Directions - Count the lines in the data below that contain the word "edge", and give only that number.

Exercise inputs -
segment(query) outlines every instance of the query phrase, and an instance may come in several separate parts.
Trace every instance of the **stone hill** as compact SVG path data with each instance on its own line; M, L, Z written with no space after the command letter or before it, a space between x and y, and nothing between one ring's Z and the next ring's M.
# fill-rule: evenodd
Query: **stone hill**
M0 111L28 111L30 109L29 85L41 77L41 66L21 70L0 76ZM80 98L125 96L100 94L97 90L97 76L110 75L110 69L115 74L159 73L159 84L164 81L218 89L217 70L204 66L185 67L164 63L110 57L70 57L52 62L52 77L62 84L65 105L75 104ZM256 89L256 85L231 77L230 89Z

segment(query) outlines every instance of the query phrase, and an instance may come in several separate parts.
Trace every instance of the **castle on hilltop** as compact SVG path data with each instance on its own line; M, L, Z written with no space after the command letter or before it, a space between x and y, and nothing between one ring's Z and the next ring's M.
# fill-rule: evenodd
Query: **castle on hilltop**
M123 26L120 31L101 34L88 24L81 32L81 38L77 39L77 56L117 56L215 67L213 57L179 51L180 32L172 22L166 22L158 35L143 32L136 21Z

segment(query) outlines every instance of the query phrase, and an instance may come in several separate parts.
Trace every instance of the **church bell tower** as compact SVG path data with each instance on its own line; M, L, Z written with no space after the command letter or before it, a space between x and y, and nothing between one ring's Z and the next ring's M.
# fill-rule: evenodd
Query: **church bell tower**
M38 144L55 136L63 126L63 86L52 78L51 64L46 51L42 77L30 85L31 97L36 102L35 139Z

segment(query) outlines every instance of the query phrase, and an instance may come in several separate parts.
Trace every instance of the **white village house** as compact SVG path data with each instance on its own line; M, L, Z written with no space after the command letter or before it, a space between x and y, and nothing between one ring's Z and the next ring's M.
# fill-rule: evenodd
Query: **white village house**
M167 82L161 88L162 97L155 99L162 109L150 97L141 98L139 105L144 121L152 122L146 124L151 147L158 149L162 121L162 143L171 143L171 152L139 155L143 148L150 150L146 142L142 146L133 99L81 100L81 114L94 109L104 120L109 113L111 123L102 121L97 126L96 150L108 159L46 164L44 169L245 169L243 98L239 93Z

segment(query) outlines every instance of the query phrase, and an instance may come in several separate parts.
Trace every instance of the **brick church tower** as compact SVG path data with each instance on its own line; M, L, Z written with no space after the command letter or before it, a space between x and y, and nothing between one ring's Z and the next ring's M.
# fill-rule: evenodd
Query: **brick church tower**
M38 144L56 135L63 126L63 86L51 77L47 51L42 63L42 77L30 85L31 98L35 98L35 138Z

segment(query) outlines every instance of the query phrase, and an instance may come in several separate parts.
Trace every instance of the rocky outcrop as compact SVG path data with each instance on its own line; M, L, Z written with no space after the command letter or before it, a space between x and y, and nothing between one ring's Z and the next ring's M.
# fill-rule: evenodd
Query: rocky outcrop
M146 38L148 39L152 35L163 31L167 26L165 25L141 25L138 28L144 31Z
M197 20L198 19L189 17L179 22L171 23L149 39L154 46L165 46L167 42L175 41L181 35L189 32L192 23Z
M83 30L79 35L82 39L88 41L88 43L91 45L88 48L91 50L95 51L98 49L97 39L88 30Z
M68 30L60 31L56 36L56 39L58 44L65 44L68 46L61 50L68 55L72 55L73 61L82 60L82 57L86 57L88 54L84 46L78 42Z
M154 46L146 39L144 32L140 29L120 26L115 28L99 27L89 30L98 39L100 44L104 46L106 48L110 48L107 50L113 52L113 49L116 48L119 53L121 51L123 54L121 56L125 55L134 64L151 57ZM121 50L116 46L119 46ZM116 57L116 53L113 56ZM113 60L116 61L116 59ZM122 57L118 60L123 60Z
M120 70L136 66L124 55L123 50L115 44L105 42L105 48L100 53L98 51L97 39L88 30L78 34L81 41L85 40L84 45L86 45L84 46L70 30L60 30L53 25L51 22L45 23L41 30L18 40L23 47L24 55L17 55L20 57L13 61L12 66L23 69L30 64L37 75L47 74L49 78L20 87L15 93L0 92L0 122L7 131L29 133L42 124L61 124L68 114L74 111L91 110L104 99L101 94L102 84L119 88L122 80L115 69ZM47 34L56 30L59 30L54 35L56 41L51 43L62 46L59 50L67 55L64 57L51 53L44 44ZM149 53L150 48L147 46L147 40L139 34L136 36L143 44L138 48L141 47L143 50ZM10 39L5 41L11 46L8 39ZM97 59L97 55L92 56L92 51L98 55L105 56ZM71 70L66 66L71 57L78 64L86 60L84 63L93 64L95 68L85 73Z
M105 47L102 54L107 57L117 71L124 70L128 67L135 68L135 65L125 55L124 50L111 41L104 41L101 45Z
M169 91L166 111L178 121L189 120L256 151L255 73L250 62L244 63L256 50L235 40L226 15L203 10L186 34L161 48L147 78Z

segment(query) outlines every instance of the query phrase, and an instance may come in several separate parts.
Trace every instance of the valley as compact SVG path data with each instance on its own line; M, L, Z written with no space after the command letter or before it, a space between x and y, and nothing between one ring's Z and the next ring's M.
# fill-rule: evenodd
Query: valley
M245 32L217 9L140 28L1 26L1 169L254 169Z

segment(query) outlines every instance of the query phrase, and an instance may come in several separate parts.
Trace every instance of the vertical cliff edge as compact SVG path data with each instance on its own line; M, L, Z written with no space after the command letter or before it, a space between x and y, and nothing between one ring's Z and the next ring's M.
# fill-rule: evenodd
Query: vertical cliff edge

Answer in full - 2